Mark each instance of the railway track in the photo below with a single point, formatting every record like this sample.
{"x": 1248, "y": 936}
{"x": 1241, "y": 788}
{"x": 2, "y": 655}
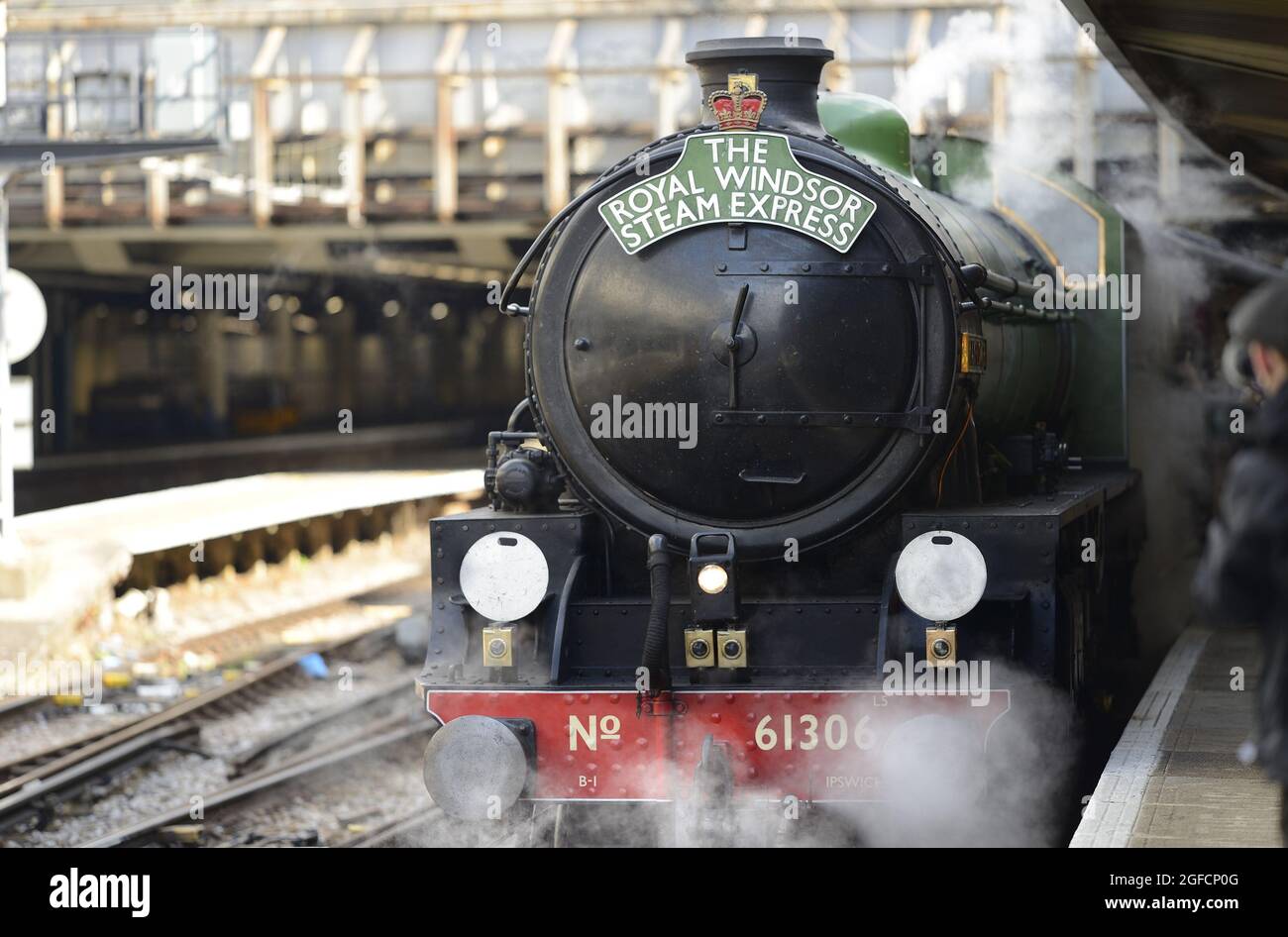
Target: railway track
{"x": 364, "y": 743}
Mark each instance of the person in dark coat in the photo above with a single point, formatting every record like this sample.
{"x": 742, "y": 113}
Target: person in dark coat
{"x": 1243, "y": 574}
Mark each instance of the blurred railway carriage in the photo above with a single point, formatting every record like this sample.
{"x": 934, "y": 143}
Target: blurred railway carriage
{"x": 794, "y": 409}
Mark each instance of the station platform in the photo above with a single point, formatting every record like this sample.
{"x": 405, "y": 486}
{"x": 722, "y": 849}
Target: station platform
{"x": 193, "y": 514}
{"x": 71, "y": 559}
{"x": 1175, "y": 779}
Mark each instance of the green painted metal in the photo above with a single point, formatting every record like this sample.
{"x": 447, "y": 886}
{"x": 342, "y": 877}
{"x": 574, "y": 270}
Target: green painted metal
{"x": 871, "y": 128}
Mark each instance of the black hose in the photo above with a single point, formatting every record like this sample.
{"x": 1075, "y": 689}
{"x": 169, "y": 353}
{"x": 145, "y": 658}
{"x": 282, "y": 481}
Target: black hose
{"x": 656, "y": 657}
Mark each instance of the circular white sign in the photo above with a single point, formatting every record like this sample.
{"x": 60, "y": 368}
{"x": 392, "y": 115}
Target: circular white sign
{"x": 24, "y": 316}
{"x": 940, "y": 575}
{"x": 503, "y": 576}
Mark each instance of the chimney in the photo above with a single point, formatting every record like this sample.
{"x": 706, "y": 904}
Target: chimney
{"x": 787, "y": 73}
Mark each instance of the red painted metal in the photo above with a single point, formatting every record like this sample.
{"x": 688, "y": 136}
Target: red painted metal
{"x": 815, "y": 746}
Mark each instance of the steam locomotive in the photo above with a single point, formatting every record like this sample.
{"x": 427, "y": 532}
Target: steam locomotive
{"x": 798, "y": 424}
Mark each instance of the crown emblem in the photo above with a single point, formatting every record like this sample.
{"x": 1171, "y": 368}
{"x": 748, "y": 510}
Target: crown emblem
{"x": 741, "y": 106}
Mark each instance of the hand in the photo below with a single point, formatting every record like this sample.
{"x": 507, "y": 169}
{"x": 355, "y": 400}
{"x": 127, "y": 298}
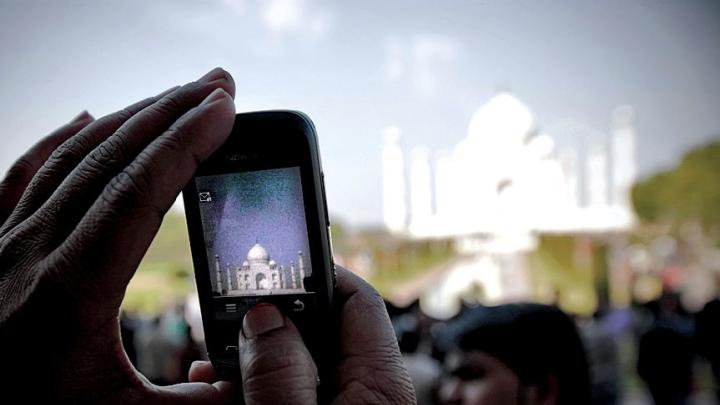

┄┄┄┄┄┄

● Given instruction
Turn the stretch from the line containing "Mark each instance of the crown" through the end of the listing into a JSON list of strings with one string per line, omitting blank lines and the pictures.

● Answer for the task
[
  "Mark each instance of the crown emblem in the photo above with a single point, formatting every record like this sample.",
  "{\"x\": 1171, \"y\": 368}",
  "{\"x\": 748, \"y\": 510}",
  "Target: crown emblem",
  "{\"x\": 741, \"y\": 106}",
  "Mark each instance of the hand in the photo below with a single point, formatting every record like this sample.",
  "{\"x\": 507, \"y\": 169}",
  "{\"x\": 355, \"y\": 400}",
  "{\"x\": 127, \"y\": 298}"
]